■ **Stated exercise**
Can you print the following records back line for line, with nothing altered?

■ **Records provided**
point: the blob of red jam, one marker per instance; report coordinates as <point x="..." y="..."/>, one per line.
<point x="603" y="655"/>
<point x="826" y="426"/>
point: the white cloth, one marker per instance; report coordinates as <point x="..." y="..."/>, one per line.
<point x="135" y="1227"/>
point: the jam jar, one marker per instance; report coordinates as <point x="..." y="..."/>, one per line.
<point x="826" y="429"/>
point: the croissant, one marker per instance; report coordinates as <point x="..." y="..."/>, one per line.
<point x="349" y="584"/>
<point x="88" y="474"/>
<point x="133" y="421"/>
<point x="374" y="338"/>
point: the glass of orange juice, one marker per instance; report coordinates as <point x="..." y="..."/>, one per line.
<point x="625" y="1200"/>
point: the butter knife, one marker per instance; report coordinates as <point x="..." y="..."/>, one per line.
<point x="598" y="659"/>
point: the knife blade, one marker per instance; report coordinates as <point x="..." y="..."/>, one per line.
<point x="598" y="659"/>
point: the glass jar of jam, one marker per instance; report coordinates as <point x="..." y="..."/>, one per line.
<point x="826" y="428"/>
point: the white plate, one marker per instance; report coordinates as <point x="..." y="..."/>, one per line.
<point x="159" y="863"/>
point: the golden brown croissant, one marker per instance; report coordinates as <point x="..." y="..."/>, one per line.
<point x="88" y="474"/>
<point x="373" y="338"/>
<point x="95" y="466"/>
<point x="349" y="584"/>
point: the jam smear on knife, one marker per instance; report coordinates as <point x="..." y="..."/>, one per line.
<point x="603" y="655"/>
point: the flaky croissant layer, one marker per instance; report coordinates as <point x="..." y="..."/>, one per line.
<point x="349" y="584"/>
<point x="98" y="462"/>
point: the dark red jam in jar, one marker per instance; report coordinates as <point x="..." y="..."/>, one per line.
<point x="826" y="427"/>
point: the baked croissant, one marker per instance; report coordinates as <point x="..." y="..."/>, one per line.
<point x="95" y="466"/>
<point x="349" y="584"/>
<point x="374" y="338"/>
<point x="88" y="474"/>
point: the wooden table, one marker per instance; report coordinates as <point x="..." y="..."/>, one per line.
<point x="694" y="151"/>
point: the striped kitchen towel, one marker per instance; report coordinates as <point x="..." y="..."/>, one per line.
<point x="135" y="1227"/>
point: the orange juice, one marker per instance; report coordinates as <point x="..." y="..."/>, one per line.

■ **Reply**
point: the blob of red jam, one marker per instance; report coordinates as <point x="..." y="..."/>, one per line.
<point x="603" y="655"/>
<point x="826" y="426"/>
point: the white cloth, one marker per instance; report coordinates as <point x="..." y="..."/>, one per line.
<point x="135" y="1227"/>
point: the jam jar, one marker per instance; report coordinates as <point x="..." y="..."/>, one per line.
<point x="826" y="429"/>
point: the croissant, one marker per instance; report coordinates as <point x="..." y="..."/>, one per line.
<point x="349" y="584"/>
<point x="88" y="474"/>
<point x="133" y="421"/>
<point x="374" y="338"/>
point: the glass of orange juice, one marker per instance; report coordinates as <point x="..." y="..."/>, one per line.
<point x="625" y="1200"/>
point: the butter knife, one marker per instance; report coordinates as <point x="..." y="..."/>, one per line.
<point x="598" y="659"/>
point: the knife blade, one marker per instance; report coordinates as <point x="..." y="..."/>, one per line.
<point x="598" y="659"/>
point: the glass jar of jam, one marker per instance; report coordinates as <point x="..." y="..."/>, one per line.
<point x="826" y="428"/>
point: the white plate, one marker per instance; report coordinates as <point x="..." y="..."/>, one per line.
<point x="159" y="863"/>
point: the golden brown croissant, one marker per instance; report coordinates as <point x="..." y="..."/>, one per line.
<point x="88" y="474"/>
<point x="373" y="338"/>
<point x="95" y="466"/>
<point x="349" y="584"/>
point: the jam smear on knife, one marker per instance; report coordinates as <point x="..." y="..."/>, one per line.
<point x="603" y="655"/>
point: the flaky croissant layer, one marker per instance; report coordinates as <point x="..." y="..."/>, one per line.
<point x="349" y="584"/>
<point x="98" y="462"/>
point: the dark red jam in jar, one marker per instance; report coordinates as <point x="..." y="..."/>, one per line.
<point x="826" y="427"/>
point: the baked croissant, one marker per instance; report coordinates as <point x="..." y="..."/>, one per line.
<point x="95" y="466"/>
<point x="349" y="584"/>
<point x="374" y="338"/>
<point x="88" y="474"/>
point: the wooden table, one marker per instance; report coordinates as <point x="..." y="..."/>, one per line.
<point x="694" y="151"/>
point: the striped kitchen towel, one marker per instance; report coordinates as <point x="..." y="..."/>, one per line.
<point x="135" y="1227"/>
point: the orange juice, one marker per instance; report coordinates as <point x="..." y="..."/>, one per line.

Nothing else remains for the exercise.